TASK PROMPT
Count how many lines of the material below contain the string "target". Reply with the number alone.

PROVIDED ENTRIES
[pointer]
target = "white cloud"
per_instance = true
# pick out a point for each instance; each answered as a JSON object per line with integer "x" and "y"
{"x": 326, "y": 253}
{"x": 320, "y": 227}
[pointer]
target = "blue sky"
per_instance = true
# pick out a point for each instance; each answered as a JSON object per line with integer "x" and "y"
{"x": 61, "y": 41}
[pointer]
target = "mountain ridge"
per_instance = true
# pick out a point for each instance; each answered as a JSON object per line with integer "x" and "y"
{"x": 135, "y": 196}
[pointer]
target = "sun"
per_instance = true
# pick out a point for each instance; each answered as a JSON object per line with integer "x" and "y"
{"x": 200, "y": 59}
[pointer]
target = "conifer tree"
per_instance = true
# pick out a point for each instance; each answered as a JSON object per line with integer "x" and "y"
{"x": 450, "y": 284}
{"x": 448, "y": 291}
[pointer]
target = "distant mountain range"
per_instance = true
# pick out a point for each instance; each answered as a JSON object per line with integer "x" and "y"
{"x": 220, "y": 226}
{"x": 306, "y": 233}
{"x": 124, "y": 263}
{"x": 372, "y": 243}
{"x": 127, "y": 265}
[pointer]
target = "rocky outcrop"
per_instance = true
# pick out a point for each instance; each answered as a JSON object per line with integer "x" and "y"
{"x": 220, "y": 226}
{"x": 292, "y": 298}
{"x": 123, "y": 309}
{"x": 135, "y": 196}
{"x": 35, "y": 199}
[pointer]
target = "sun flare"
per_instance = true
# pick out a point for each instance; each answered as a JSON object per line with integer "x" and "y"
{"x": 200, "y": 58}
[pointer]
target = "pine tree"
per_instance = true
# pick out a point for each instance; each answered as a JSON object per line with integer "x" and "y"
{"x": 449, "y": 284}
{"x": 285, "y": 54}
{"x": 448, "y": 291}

SOLUTION BELOW
9